TASK OBJECTIVE >>
Repeat the listing that follows, character for character, minus the pictures.

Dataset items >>

:::

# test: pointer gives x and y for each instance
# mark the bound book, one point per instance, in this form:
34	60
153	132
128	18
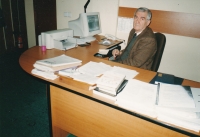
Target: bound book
108	95
59	61
110	82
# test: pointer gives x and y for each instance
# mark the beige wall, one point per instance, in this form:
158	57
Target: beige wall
30	23
181	56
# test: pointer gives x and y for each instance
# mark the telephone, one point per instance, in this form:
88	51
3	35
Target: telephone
109	36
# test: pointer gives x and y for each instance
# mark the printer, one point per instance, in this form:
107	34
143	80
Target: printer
61	39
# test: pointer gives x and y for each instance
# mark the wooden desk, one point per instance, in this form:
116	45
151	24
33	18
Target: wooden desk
76	110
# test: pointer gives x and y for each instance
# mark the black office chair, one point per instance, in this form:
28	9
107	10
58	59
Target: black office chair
161	40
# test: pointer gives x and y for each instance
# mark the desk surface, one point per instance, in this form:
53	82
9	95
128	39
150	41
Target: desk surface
85	54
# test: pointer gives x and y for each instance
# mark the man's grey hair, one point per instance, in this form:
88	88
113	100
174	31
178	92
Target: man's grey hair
143	9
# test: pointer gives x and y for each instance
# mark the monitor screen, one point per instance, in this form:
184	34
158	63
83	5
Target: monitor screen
93	22
86	26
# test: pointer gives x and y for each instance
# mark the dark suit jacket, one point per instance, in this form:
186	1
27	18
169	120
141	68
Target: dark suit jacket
143	50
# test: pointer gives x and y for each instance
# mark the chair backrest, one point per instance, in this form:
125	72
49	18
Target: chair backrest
161	40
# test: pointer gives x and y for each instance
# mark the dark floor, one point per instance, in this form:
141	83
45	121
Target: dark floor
23	101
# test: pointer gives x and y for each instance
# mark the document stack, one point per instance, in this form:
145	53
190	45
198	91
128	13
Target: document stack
47	67
110	84
175	104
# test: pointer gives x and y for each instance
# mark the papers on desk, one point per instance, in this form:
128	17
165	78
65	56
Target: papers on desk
59	61
138	96
171	103
88	72
46	67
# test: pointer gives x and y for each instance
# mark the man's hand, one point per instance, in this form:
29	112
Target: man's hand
115	53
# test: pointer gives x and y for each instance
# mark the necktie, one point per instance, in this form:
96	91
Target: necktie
126	52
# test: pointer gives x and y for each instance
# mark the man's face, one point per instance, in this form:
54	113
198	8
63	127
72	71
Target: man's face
140	21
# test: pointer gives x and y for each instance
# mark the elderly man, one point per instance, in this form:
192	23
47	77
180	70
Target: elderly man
142	45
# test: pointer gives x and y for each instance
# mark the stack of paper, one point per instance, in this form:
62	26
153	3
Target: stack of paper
138	96
46	67
109	84
57	63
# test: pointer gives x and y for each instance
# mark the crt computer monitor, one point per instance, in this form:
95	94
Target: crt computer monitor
86	26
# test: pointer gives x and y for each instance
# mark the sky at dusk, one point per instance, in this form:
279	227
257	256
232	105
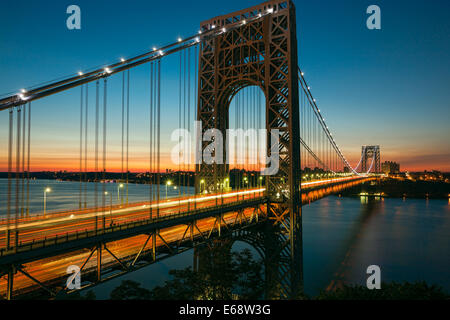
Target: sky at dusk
388	87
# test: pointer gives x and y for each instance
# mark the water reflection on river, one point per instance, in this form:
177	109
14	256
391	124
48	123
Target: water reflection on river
409	239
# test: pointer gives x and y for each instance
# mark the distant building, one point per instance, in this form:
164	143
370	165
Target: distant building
390	167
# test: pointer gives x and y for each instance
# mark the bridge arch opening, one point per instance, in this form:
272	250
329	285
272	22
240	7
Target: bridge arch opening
246	146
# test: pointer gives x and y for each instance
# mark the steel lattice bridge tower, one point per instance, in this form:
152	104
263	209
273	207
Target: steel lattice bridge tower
368	153
255	47
263	53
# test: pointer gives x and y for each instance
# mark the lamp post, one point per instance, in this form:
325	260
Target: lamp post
45	198
168	183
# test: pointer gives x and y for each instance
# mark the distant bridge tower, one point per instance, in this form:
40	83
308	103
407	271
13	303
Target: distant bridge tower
370	156
259	49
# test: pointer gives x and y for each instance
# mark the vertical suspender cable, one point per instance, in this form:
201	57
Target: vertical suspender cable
150	141
105	104
96	149
81	147
179	125
189	123
128	132
10	147
123	128
19	109
85	145
22	205
28	158
159	133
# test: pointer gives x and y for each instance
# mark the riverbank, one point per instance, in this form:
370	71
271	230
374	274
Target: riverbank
393	188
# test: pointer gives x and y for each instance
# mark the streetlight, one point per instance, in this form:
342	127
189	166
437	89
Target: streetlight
45	197
168	183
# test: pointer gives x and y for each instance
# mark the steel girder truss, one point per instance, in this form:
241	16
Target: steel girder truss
262	52
147	254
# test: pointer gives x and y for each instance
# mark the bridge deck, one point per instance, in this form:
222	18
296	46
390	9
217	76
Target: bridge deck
48	245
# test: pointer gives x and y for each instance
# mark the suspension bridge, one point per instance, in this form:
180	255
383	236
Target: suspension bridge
240	70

:::

THE OUTPUT >>
# test: pointer gives x and y for each instance
# mark the bound book, one point per instance, in this form:
34	60
153	132
128	18
Target: bound book
108	95
59	61
110	82
# test: pointer gives x and y for each instance
# mark the beige wall, one point per instance, in this form:
158	57
Target: beige wall
30	23
181	56
# test: pointer gives x and y for each instance
# mark the telephone, one point per instance, in this form:
88	51
3	35
Target: telephone
109	36
# test: pointer gives x and y for each instance
# mark the printer, one point per instance, in this form:
107	34
143	80
Target: printer
61	39
# test: pointer gives x and y for each instance
# mark the wooden desk, one point per instance, in this form:
116	45
151	24
33	18
Target: wooden desk
76	110
# test: pointer gives x and y for each instance
# mark the black office chair, one point per instance, in this form:
28	9
107	10
58	59
Target: black office chair
161	40
# test: pointer gives x and y for each instance
# mark the desk surface, one point per instance, in this form:
53	82
9	95
128	39
150	41
Target: desk surface
85	54
# test: pointer gives x and y for each instance
# mark the man's grey hair, one point per instance, in this form:
88	88
113	100
174	31
178	92
Target: man's grey hair
143	9
# test: pointer gives x and y for each instance
# mark the monitor screen, one point per instance, in this form:
184	34
158	63
83	5
Target: monitor screen
93	22
86	26
# test: pointer gives x and y for each instance
# mark the dark suit jacket, one point per instance, in this form:
186	1
27	18
169	120
141	68
Target: dark suit jacket
143	50
# test: pointer gives x and y for each instance
# mark the chair backrest, one point per instance, in this form:
125	72
49	18
Target: chair backrest
161	40
# test: pointer gives x and y for each instance
# mark the dark floor, one point per instance, in this form:
141	83
45	121
Target: dark floor
23	101
# test: pointer gives x and y for each instance
# mark the document stack, one point per instance, in this form:
145	53
190	45
198	91
128	13
Target: document stack
47	67
110	84
175	104
# test: pointer gives x and y for each instance
# mark the papers on desk, one point per instance, in this form:
128	17
165	78
65	56
Target: papers on desk
59	61
138	96
171	103
88	72
46	67
# test: pointer gives x and y for each instance
# mark the man's hand, one point per instance, in this form:
29	112
Target: man's hand
115	53
# test: pointer gives x and y for each instance
# mark the necktie, one point per instance, in this form:
96	91
Target: necktie
126	52
# test: pointer gives x and y for each instance
# mark the man's face, one point per instance, in this form:
54	113
198	8
63	127
72	71
Target: man's face
140	21
# test: pointer gives x and y for each instance
# mark the elderly man, one point per instance, in this form:
192	23
47	77
180	70
Target: elderly man
142	45
# test: pointer gives x and y for each instance
# mark the stack of paper, one point per instance, in this form:
62	26
153	3
Target: stack of paper
138	96
46	67
109	84
57	63
# test: pointer gives x and y for each instance
# mark the crt computer monitor, one point per instance, in this form:
95	94
Target: crt computer monitor
86	26
# test: pointer gives x and y for each instance
# mark the sky at dusk, one point per instance, in this form:
279	227
257	256
232	105
Target: sky at dusk
388	87
# test: pointer gives x and y for each instance
# mark the water reflection on river, one point per instance, in this form:
177	109
14	256
391	124
48	123
Target: water reflection on river
409	239
# test: pointer gives x and y for each instance
# mark the distant building, one point per instance, in this form:
164	143
370	165
Target: distant building
390	167
# test: pointer gives x and y for each instance
# mark the bridge arch opening, one point per instance, in this form:
272	250
329	285
272	22
240	7
Target: bridge arch opening
246	146
# test: pointer gives x and y for each instance
# mark the steel lattice bridge tower, one point per instance, in this form:
152	104
263	209
273	207
Target: steel lattice bridge tower
368	153
255	47
263	53
# test: pointer gives x and y for each instance
# mark the lamp post, one point per instance, in this form:
325	260
Target: lamp post
45	198
168	183
# test: pointer gives x and y for each instance
# mark the distant bridge tower, one point per instance, in this form:
40	83
308	103
407	271
13	303
Target: distant bridge tower
370	156
259	49
# test: pointer gives x and y for each instance
# mark the vertical suspender cable, one point per instance, in this form:
201	57
Target: vertical suspender cable
150	141
105	104
96	149
81	147
179	125
189	123
128	132
10	147
123	128
19	109
85	145
22	205
28	158
159	133
# test: pointer gives x and y for each instance
# mark the riverbank, one point per instance, in this form:
370	71
271	230
374	274
Target: riverbank
393	188
# test: pointer gives x and y for each instance
# mark the streetlight, one point per instance, in this form:
342	127
189	166
437	89
Target: streetlight
45	197
168	183
# test: pointer gives x and y for each instance
# mark the steel girder truss, one point per instance, in this form:
241	16
Target: steel girder truss
262	52
147	254
# test: pointer gives x and y for each instance
# mark the bridge deck, one point per instance, in this form:
222	18
296	46
390	9
217	76
Target: bridge deck
48	245
# test: pointer gives x and y for each instance
# mark the suspension bridge, one point per instance, in this form:
180	255
383	236
Target: suspension bridge
240	70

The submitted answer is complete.